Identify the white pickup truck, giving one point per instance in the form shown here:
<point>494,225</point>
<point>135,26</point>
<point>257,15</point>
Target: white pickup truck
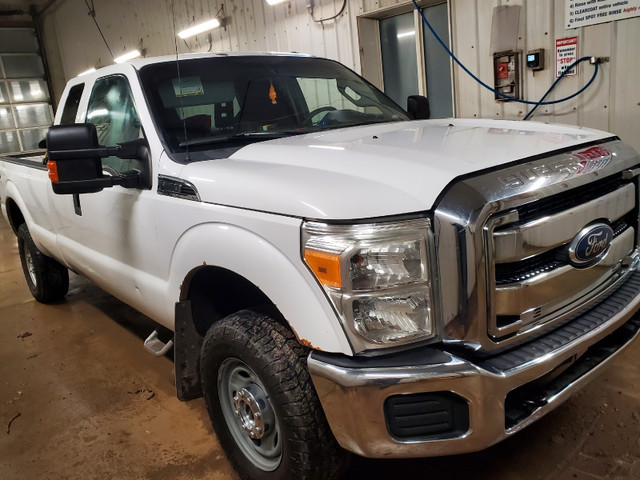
<point>336,275</point>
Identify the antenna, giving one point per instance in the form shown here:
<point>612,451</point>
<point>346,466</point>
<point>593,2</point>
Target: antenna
<point>175,43</point>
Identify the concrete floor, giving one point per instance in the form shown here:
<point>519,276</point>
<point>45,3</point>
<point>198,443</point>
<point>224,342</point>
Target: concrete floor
<point>83,399</point>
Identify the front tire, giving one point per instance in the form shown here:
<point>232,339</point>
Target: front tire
<point>262,403</point>
<point>47,279</point>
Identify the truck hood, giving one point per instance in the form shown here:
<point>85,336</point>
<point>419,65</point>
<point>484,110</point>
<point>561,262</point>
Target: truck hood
<point>372,171</point>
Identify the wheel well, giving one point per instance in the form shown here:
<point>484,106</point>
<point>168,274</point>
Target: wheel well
<point>15,215</point>
<point>216,293</point>
<point>209,294</point>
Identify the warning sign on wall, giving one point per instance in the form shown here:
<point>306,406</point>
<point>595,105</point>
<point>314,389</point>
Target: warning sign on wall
<point>589,12</point>
<point>566,54</point>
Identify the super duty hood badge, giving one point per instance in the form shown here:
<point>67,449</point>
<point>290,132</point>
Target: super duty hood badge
<point>590,244</point>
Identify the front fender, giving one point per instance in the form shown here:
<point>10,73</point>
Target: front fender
<point>44,239</point>
<point>280,275</point>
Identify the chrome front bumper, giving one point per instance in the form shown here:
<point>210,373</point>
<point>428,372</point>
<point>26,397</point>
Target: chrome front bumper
<point>353,391</point>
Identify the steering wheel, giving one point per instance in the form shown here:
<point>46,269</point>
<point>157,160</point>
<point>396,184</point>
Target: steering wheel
<point>313,113</point>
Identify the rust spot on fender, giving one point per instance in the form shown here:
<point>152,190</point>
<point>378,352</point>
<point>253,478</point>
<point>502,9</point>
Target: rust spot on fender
<point>307,343</point>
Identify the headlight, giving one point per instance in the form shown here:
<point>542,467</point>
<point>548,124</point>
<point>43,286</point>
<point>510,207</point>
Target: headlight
<point>377,276</point>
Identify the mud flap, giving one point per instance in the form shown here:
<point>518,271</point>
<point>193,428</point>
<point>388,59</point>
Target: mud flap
<point>188,344</point>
══════════════════════════════
▸ Exercise details: Pictures aside, return all the entries above exactly.

▸ Exercise solution:
Identify the white pickup truck, giving one point per instance in the form shown here:
<point>494,225</point>
<point>135,26</point>
<point>257,15</point>
Target: white pickup truck
<point>336,275</point>
Identify the antenna, giving one point per instance in the form shown here:
<point>612,451</point>
<point>346,466</point>
<point>593,2</point>
Target: antenna
<point>175,43</point>
Identify the concrete floor, giving one point per instance in the form shown here:
<point>519,276</point>
<point>45,3</point>
<point>198,443</point>
<point>224,342</point>
Target: concrete floor
<point>83,399</point>
Identify the front tire, giving one point per instance in the form shown here:
<point>232,339</point>
Target: front tire
<point>262,403</point>
<point>47,279</point>
Identify the truck hood, giving one point per instance in the form shown here:
<point>85,336</point>
<point>419,65</point>
<point>484,110</point>
<point>561,262</point>
Target: truck hood
<point>372,171</point>
Identify the wheel well, giving one point per instance in the form shown here:
<point>484,106</point>
<point>168,274</point>
Target: wheel well
<point>15,215</point>
<point>216,293</point>
<point>209,294</point>
Identify the warning sign on wall, giving one point per instance in the form shown here:
<point>306,406</point>
<point>595,105</point>
<point>314,389</point>
Target: warning sign on wall
<point>589,12</point>
<point>566,54</point>
Identify the super duty hood badge, giving one point per instance in the form shown here:
<point>67,449</point>
<point>290,132</point>
Target: super duty hood badge
<point>590,244</point>
Identify the front fender, giving one point per instance in the form shown here:
<point>10,73</point>
Target: front fender
<point>44,239</point>
<point>280,275</point>
Identify the chrome front bumper, giving one point per instance in the form shown here:
<point>210,373</point>
<point>428,372</point>
<point>26,397</point>
Target: chrome front bumper
<point>353,391</point>
Identify the steering wheel, giving one point per instance in the form shown here:
<point>46,269</point>
<point>157,160</point>
<point>396,184</point>
Target: steering wheel
<point>313,113</point>
Identify the rust spot on fender, giving one point per instance in the form shown here:
<point>152,190</point>
<point>378,352</point>
<point>253,478</point>
<point>502,9</point>
Target: rust spot on fender
<point>307,343</point>
Identify the headlight, giving one point per instance in the form shown here:
<point>542,467</point>
<point>548,124</point>
<point>43,286</point>
<point>510,207</point>
Target: headlight
<point>377,276</point>
Identify the mud flap, giving one point per instance in the form shown here:
<point>518,271</point>
<point>193,428</point>
<point>388,59</point>
Target: mud flap
<point>188,344</point>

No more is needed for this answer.